▸ Dati grezzi
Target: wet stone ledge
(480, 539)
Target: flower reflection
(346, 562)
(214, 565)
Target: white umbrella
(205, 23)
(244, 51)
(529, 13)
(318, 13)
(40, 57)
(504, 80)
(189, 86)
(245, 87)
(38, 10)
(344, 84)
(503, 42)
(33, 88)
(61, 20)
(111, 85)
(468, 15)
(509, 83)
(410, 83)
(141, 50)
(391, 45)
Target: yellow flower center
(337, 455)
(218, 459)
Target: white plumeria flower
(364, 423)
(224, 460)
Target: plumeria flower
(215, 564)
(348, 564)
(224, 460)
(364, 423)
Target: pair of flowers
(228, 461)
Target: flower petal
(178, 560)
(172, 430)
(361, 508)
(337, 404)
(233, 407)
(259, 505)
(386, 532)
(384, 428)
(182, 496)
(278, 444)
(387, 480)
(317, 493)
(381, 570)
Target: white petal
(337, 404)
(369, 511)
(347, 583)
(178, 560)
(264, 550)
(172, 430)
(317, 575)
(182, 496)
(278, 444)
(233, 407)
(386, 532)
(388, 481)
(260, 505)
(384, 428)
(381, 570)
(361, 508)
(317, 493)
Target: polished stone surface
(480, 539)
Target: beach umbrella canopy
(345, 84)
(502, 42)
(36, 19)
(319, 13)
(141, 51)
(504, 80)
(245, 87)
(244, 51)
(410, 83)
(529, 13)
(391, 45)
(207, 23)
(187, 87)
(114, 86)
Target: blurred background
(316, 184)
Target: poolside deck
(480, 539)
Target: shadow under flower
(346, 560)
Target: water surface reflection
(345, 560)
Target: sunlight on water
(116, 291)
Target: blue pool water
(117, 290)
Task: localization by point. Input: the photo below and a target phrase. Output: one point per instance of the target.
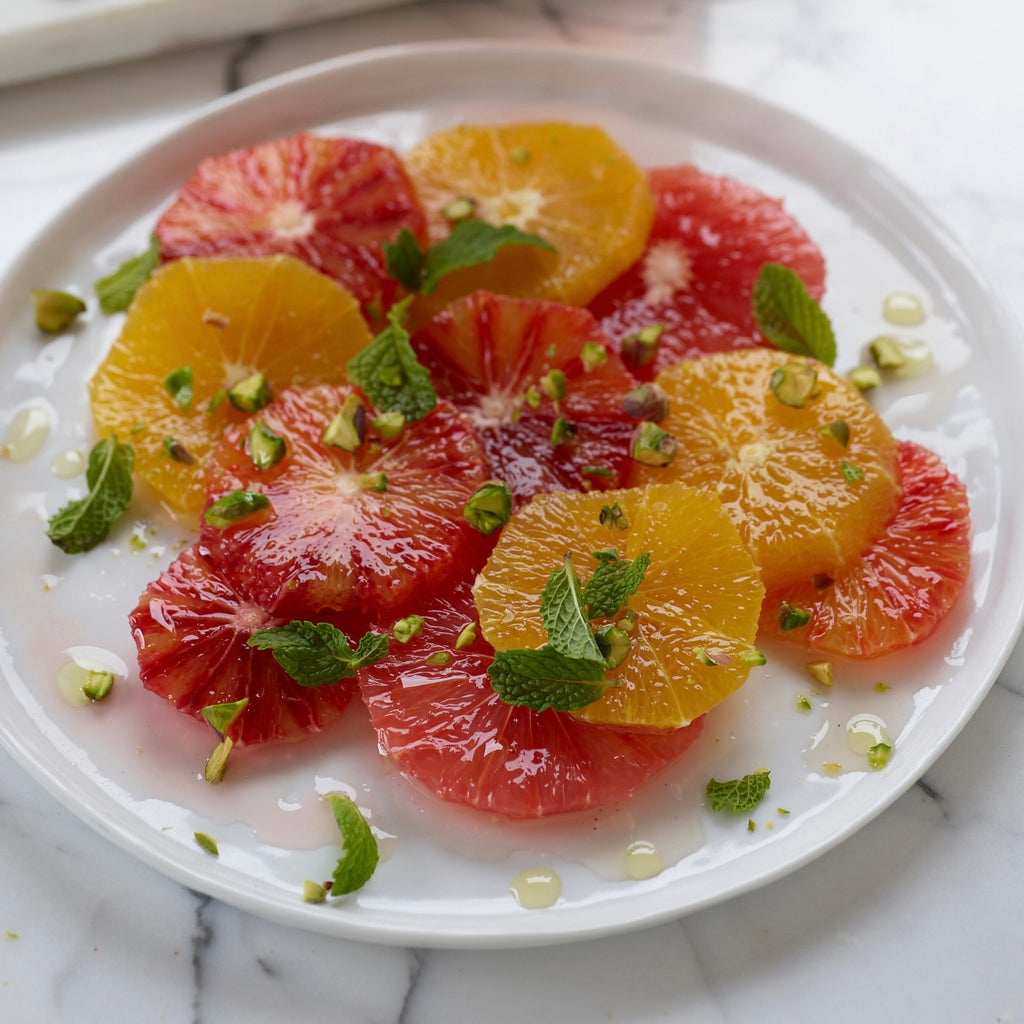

▸ Consegna
Inserisci tutte le righe qui sopra in una tabella Markdown con le colonne "N." e "Riga", dove "N." è il numero progressivo della riga. Escludi dalla tabella le righe vuote e le immagini.

▸ Risposta completa
| N. | Riga |
|---|---|
| 1 | Target: wet stone ledge |
| 2 | (480, 539) |
| 3 | Target: flower reflection |
| 4 | (346, 562) |
| 5 | (214, 565) |
| 6 | Target: white umbrella |
| 7 | (205, 23) |
| 8 | (244, 51) |
| 9 | (529, 13) |
| 10 | (318, 13) |
| 11 | (40, 57) |
| 12 | (504, 80) |
| 13 | (189, 86) |
| 14 | (245, 87) |
| 15 | (38, 10) |
| 16 | (344, 84) |
| 17 | (503, 42) |
| 18 | (33, 88) |
| 19 | (61, 20) |
| 20 | (111, 85) |
| 21 | (468, 15) |
| 22 | (509, 83) |
| 23 | (410, 83) |
| 24 | (141, 50) |
| 25 | (391, 45) |
| 26 | Target: yellow flower center |
| 27 | (337, 455) |
| 28 | (218, 459) |
| 29 | Target: white plumeria flower |
| 30 | (364, 423) |
| 31 | (224, 460) |
| 32 | Target: plumeria flower |
| 33 | (215, 564) |
| 34 | (348, 564) |
| 35 | (224, 460) |
| 36 | (364, 423) |
| 37 | Target: pair of flowers |
| 38 | (228, 461) |
| 39 | Target: flower petal |
| 40 | (178, 560) |
| 41 | (172, 430) |
| 42 | (361, 508) |
| 43 | (337, 404) |
| 44 | (233, 407) |
| 45 | (259, 505) |
| 46 | (386, 532) |
| 47 | (384, 428) |
| 48 | (182, 496) |
| 49 | (278, 444) |
| 50 | (387, 480) |
| 51 | (317, 493) |
| 52 | (381, 570) |
| 53 | Target: white petal |
| 54 | (337, 404) |
| 55 | (369, 511) |
| 56 | (347, 583) |
| 57 | (178, 560) |
| 58 | (264, 550) |
| 59 | (172, 430) |
| 60 | (317, 575) |
| 61 | (182, 496) |
| 62 | (278, 444) |
| 63 | (233, 407) |
| 64 | (386, 532) |
| 65 | (388, 481) |
| 66 | (260, 505) |
| 67 | (384, 428) |
| 68 | (381, 570) |
| 69 | (361, 508) |
| 70 | (317, 493) |
| 71 | Target: polished stone surface |
| 72 | (480, 539) |
| 73 | Target: beach umbrella canopy |
| 74 | (345, 84) |
| 75 | (502, 42) |
| 76 | (36, 19) |
| 77 | (319, 13) |
| 78 | (141, 51) |
| 79 | (504, 80) |
| 80 | (245, 87) |
| 81 | (244, 51) |
| 82 | (410, 83) |
| 83 | (529, 13) |
| 84 | (391, 45) |
| 85 | (207, 23) |
| 86 | (187, 87) |
| 87 | (114, 86) |
| 88 | Target: blurred background |
| 89 | (316, 184) |
| 90 | Target: poolside deck |
| 91 | (480, 539) |
| 92 | Target: shadow under flower |
| 93 | (346, 560) |
| 94 | Target: water surface reflection |
| 95 | (345, 560) |
| 96 | Target: sunlight on water |
| 97 | (116, 291) |
| 98 | Target: blue pool water |
| 99 | (117, 290) |
| 100 | Task: localization by point. Input: the photo below and a target phrase. Output: one point per instance of the target. |